▶ Exercise aim
Turn the lines below into a numbered list, starting at the line that has "point: arched window" and going through the last of the lines, and skip any blank lines. Leave the pictures out of your list.

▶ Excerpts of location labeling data

▬▬▬▬▬▬

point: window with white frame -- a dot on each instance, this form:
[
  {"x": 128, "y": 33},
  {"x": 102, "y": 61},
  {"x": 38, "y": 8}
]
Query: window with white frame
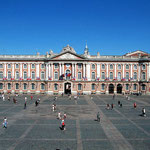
[
  {"x": 79, "y": 87},
  {"x": 135, "y": 76},
  {"x": 17, "y": 75},
  {"x": 127, "y": 67},
  {"x": 134, "y": 87},
  {"x": 79, "y": 75},
  {"x": 33, "y": 66},
  {"x": 33, "y": 75},
  {"x": 1, "y": 75},
  {"x": 9, "y": 75},
  {"x": 55, "y": 75},
  {"x": 33, "y": 86},
  {"x": 25, "y": 75},
  {"x": 9, "y": 66},
  {"x": 103, "y": 75},
  {"x": 55, "y": 86},
  {"x": 119, "y": 67},
  {"x": 127, "y": 75},
  {"x": 111, "y": 66},
  {"x": 1, "y": 86},
  {"x": 93, "y": 66},
  {"x": 135, "y": 67},
  {"x": 111, "y": 75},
  {"x": 1, "y": 65},
  {"x": 9, "y": 86},
  {"x": 127, "y": 86},
  {"x": 24, "y": 86},
  {"x": 25, "y": 66},
  {"x": 93, "y": 86},
  {"x": 17, "y": 66},
  {"x": 103, "y": 66},
  {"x": 93, "y": 75},
  {"x": 17, "y": 86},
  {"x": 103, "y": 87},
  {"x": 42, "y": 86},
  {"x": 42, "y": 75}
]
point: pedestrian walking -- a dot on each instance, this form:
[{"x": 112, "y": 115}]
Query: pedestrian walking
[{"x": 5, "y": 122}]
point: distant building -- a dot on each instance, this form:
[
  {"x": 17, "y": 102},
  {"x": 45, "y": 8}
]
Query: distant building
[{"x": 70, "y": 73}]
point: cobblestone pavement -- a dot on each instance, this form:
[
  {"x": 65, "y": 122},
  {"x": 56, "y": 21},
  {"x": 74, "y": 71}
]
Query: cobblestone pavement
[{"x": 37, "y": 128}]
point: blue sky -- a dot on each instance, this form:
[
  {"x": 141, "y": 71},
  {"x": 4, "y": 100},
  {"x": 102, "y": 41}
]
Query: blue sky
[{"x": 111, "y": 27}]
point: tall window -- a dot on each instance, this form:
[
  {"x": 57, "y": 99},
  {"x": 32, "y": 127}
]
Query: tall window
[
  {"x": 33, "y": 75},
  {"x": 119, "y": 67},
  {"x": 93, "y": 75},
  {"x": 17, "y": 75},
  {"x": 9, "y": 86},
  {"x": 103, "y": 66},
  {"x": 42, "y": 86},
  {"x": 1, "y": 75},
  {"x": 79, "y": 75},
  {"x": 17, "y": 86},
  {"x": 55, "y": 87},
  {"x": 24, "y": 86},
  {"x": 127, "y": 75},
  {"x": 93, "y": 86},
  {"x": 33, "y": 86},
  {"x": 119, "y": 75},
  {"x": 56, "y": 75},
  {"x": 1, "y": 86},
  {"x": 103, "y": 86},
  {"x": 111, "y": 66},
  {"x": 9, "y": 75},
  {"x": 143, "y": 76},
  {"x": 93, "y": 67},
  {"x": 79, "y": 87},
  {"x": 25, "y": 75},
  {"x": 135, "y": 76},
  {"x": 111, "y": 75},
  {"x": 42, "y": 75},
  {"x": 127, "y": 67},
  {"x": 103, "y": 75}
]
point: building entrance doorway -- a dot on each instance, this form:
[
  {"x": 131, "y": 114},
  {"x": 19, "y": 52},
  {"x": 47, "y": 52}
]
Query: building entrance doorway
[
  {"x": 119, "y": 88},
  {"x": 67, "y": 89},
  {"x": 111, "y": 88}
]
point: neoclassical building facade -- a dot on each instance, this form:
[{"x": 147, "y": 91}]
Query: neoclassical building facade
[{"x": 70, "y": 73}]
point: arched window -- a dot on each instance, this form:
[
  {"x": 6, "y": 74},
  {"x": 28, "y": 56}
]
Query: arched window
[
  {"x": 42, "y": 75},
  {"x": 135, "y": 76},
  {"x": 93, "y": 75},
  {"x": 1, "y": 75},
  {"x": 79, "y": 75},
  {"x": 9, "y": 75},
  {"x": 25, "y": 75},
  {"x": 1, "y": 86},
  {"x": 93, "y": 86},
  {"x": 9, "y": 86},
  {"x": 127, "y": 75},
  {"x": 56, "y": 76},
  {"x": 17, "y": 86},
  {"x": 17, "y": 75},
  {"x": 103, "y": 75},
  {"x": 111, "y": 75},
  {"x": 33, "y": 86},
  {"x": 33, "y": 75},
  {"x": 143, "y": 76},
  {"x": 42, "y": 86},
  {"x": 93, "y": 67},
  {"x": 55, "y": 86},
  {"x": 24, "y": 86},
  {"x": 119, "y": 75},
  {"x": 79, "y": 87}
]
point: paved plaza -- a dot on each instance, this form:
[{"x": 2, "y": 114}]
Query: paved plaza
[{"x": 37, "y": 128}]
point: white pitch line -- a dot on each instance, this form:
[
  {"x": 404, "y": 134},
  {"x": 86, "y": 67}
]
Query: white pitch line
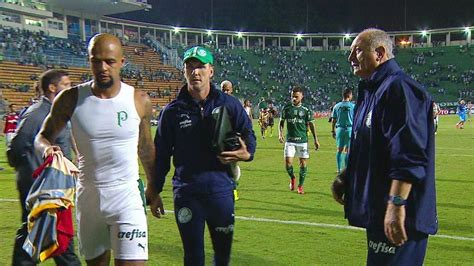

▬▬▬▬▬▬

▶ Result below
1. point: arched window -- a dot on each instance, this form:
2. [
3.   {"x": 6, "y": 74},
4.   {"x": 28, "y": 56}
5. ]
6. Query: arched window
7. [
8.   {"x": 42, "y": 75},
9.   {"x": 135, "y": 76},
10.   {"x": 93, "y": 75},
11.   {"x": 1, "y": 75},
12.   {"x": 79, "y": 75},
13.   {"x": 9, "y": 75},
14.   {"x": 25, "y": 75},
15.   {"x": 1, "y": 86},
16.   {"x": 93, "y": 86},
17.   {"x": 9, "y": 86},
18.   {"x": 127, "y": 75},
19.   {"x": 56, "y": 76},
20.   {"x": 17, "y": 86},
21.   {"x": 17, "y": 75},
22.   {"x": 103, "y": 75},
23.   {"x": 111, "y": 75},
24.   {"x": 33, "y": 86},
25.   {"x": 33, "y": 75},
26.   {"x": 143, "y": 76},
27.   {"x": 42, "y": 86},
28.   {"x": 93, "y": 67},
29.   {"x": 55, "y": 86},
30.   {"x": 24, "y": 86},
31.   {"x": 119, "y": 75},
32.   {"x": 79, "y": 87}
33. ]
34. point: paved plaza -- a dot on each instance, this form:
35. [{"x": 2, "y": 114}]
36. Query: paved plaza
37. [{"x": 37, "y": 128}]
38. point: white pitch line -- a dot on each instance, this form:
39. [
40.   {"x": 404, "y": 134},
41.   {"x": 86, "y": 67}
42. ]
43. Query: white pitch line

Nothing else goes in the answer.